- [What to work on]:
In the material below, find the line that contains "search: large rounded" and the line that contains "search: black trousers", then write out exactly those two lines and everything between them.

- [Records for the task]:

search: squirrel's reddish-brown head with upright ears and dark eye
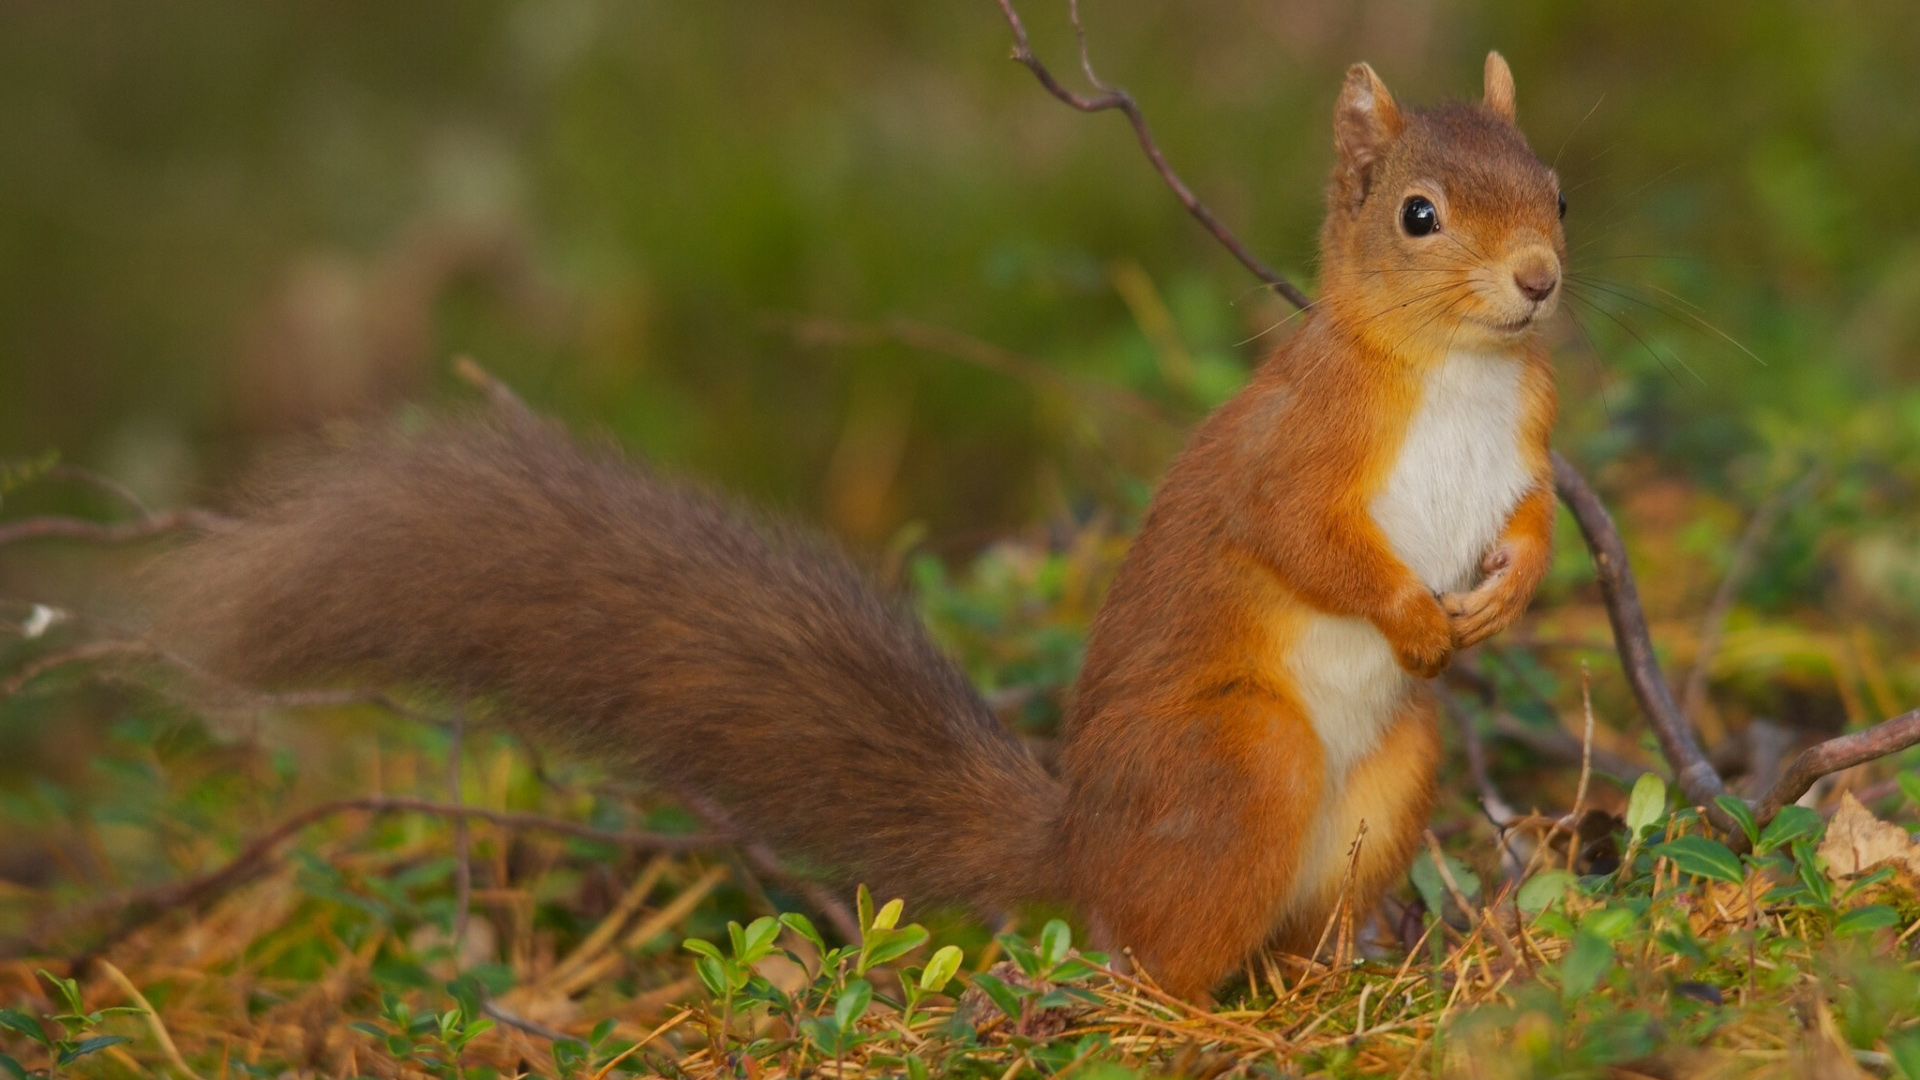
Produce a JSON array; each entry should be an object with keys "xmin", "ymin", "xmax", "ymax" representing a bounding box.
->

* * *

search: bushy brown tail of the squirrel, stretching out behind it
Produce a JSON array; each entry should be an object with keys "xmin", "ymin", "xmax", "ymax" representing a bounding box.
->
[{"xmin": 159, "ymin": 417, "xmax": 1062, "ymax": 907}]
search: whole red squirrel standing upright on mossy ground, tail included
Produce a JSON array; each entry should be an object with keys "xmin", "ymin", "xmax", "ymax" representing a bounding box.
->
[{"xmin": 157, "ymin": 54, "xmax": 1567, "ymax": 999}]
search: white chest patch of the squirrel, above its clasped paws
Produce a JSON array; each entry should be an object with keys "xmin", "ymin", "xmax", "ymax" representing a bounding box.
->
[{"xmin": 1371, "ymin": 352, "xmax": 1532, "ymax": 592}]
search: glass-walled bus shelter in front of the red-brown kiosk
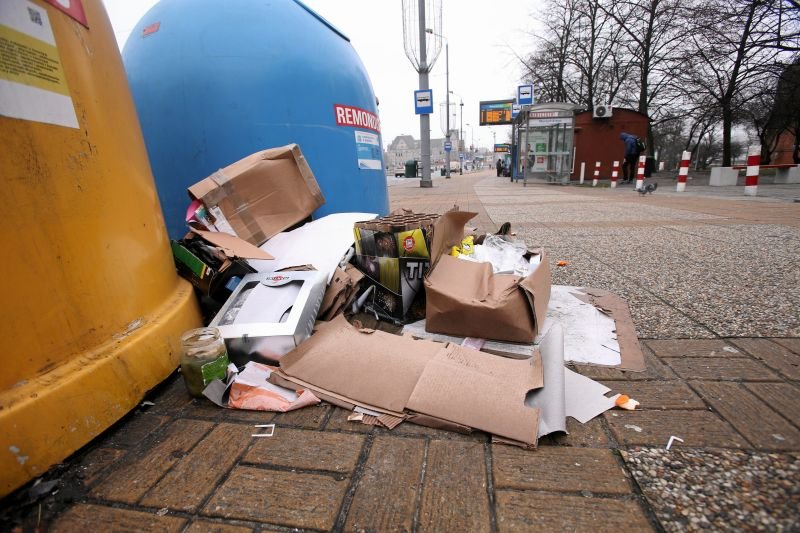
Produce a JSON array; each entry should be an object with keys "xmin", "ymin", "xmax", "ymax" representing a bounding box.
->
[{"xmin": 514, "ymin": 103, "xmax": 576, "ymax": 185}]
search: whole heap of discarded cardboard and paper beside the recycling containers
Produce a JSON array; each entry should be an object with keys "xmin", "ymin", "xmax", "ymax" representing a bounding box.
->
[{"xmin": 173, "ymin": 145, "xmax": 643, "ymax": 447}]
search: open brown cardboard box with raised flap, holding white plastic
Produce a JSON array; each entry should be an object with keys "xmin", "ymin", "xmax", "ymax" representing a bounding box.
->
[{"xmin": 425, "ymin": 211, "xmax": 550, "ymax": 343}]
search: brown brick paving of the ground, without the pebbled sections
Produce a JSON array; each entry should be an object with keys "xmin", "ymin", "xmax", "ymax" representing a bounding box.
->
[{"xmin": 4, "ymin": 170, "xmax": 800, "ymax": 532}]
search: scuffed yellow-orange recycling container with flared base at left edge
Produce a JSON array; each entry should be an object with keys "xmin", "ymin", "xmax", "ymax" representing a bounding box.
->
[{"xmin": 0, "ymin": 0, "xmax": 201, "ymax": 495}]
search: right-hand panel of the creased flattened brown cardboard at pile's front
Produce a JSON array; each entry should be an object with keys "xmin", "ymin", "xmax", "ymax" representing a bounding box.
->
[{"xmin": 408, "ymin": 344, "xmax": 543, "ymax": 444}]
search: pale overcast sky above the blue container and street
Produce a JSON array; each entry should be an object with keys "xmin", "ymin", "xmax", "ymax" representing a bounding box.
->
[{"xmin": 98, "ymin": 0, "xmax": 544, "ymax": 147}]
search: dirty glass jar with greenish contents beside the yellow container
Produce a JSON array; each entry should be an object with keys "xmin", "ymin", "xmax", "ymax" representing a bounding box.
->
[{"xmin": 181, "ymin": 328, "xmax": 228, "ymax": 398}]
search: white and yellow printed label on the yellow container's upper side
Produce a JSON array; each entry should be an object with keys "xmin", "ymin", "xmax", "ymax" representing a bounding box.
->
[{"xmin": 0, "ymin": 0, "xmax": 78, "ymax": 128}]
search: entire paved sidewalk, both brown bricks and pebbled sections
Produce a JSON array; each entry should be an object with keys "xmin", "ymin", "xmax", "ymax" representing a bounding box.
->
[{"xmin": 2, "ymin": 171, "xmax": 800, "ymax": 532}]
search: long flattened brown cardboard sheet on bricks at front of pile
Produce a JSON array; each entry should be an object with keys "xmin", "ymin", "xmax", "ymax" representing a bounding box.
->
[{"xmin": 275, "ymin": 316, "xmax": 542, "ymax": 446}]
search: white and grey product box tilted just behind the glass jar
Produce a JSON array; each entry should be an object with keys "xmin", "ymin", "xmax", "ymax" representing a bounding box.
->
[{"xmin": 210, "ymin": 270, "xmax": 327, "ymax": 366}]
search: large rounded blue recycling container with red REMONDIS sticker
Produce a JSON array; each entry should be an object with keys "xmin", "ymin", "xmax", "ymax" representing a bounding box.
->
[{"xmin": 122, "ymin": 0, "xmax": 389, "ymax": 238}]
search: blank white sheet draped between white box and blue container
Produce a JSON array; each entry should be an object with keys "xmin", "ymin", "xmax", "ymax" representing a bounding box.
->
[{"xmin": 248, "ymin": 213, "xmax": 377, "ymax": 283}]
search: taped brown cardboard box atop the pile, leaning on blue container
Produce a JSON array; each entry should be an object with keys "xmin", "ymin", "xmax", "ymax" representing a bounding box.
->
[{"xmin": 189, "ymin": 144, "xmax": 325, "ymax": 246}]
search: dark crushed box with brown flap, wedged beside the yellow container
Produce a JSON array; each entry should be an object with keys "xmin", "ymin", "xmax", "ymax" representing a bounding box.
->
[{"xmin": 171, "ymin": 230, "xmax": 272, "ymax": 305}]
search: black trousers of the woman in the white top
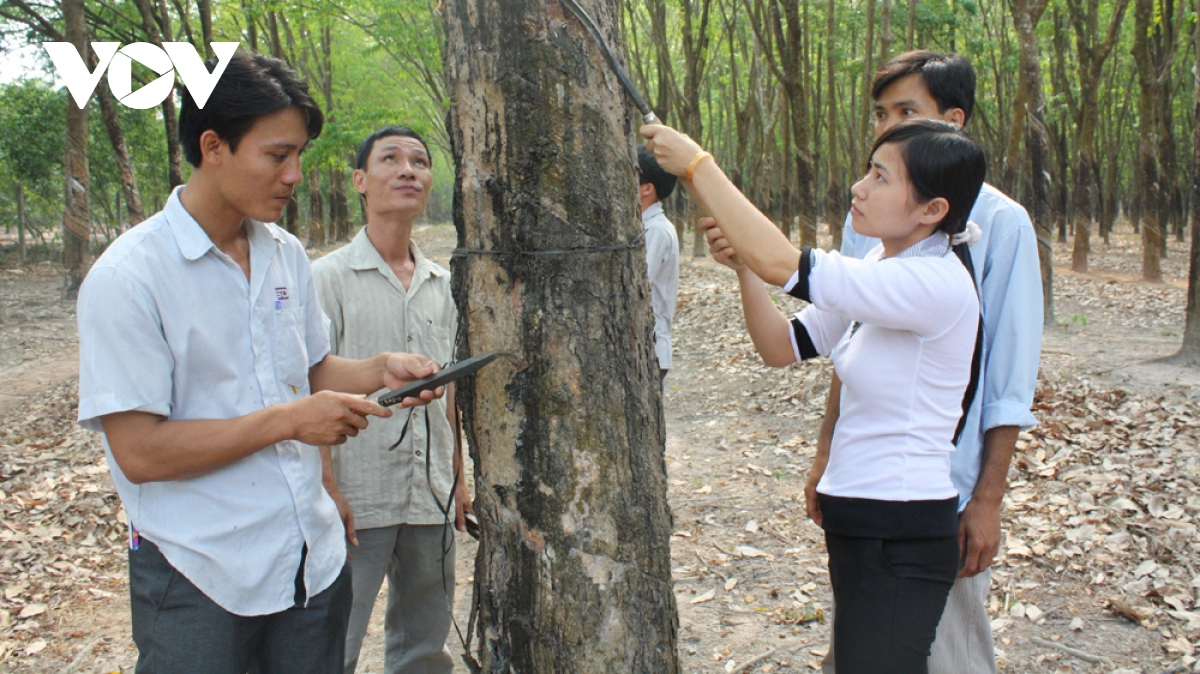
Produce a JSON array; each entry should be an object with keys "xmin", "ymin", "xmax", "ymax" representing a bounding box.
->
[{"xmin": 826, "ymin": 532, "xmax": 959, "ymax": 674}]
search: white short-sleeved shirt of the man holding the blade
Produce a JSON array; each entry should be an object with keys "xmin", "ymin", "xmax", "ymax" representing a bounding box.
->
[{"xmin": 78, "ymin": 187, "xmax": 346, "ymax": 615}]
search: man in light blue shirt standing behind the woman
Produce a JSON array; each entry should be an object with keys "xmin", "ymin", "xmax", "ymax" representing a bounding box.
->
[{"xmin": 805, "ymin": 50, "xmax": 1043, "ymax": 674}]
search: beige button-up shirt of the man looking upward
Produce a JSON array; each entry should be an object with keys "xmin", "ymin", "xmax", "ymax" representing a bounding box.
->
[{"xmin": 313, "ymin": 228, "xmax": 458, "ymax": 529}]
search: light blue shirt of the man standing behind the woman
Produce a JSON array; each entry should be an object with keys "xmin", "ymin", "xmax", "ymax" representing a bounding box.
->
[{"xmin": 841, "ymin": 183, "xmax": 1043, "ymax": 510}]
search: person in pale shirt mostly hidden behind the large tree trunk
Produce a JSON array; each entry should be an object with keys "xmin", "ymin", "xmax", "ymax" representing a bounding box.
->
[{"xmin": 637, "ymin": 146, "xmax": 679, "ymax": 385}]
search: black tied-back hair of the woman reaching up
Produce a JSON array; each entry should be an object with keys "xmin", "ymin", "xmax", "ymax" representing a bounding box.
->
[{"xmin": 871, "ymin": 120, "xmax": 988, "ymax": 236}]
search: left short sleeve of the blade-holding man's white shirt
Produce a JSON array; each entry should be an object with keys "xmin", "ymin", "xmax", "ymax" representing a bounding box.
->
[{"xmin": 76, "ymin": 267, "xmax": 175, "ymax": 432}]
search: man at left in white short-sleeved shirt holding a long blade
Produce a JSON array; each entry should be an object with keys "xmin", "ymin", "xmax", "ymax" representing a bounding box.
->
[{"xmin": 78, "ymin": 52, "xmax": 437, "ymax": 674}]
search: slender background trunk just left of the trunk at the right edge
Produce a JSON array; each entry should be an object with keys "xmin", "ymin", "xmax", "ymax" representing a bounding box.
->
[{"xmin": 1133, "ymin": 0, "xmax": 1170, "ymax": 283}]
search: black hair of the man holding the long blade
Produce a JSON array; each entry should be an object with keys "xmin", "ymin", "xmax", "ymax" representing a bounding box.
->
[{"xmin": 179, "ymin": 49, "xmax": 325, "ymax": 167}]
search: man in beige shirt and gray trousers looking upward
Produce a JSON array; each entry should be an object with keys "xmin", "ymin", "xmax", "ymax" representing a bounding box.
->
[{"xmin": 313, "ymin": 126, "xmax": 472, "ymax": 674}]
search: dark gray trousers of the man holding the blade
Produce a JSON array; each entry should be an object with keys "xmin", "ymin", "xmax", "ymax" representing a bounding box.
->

- [Exercise answer]:
search: large rounded blue recycling container with red REMONDIS sticker
Produce a JSON array; each entry should be an object with keys "xmin", "ymin", "xmax", "ymax" representing a bounding box.
->
[{"xmin": 122, "ymin": 0, "xmax": 389, "ymax": 238}]
search: blank white sheet draped between white box and blue container
Produce a JSON array; each entry should be an object with keys "xmin", "ymin", "xmax", "ymax" representing a bounding box.
->
[{"xmin": 248, "ymin": 213, "xmax": 377, "ymax": 283}]
search: taped brown cardboard box atop the pile, leaning on blue container
Produce a JSON array; each entry should be an object with keys "xmin", "ymin", "xmax", "ymax" representing a bounding box.
->
[{"xmin": 189, "ymin": 144, "xmax": 325, "ymax": 246}]
search: dark crushed box with brown flap, wedged beside the yellow container
Produce a JSON array; each entry should be an object with keys "xmin", "ymin", "xmax", "ymax" representing a bounding box.
->
[{"xmin": 171, "ymin": 230, "xmax": 272, "ymax": 305}]
search: black trousers of the woman in the white top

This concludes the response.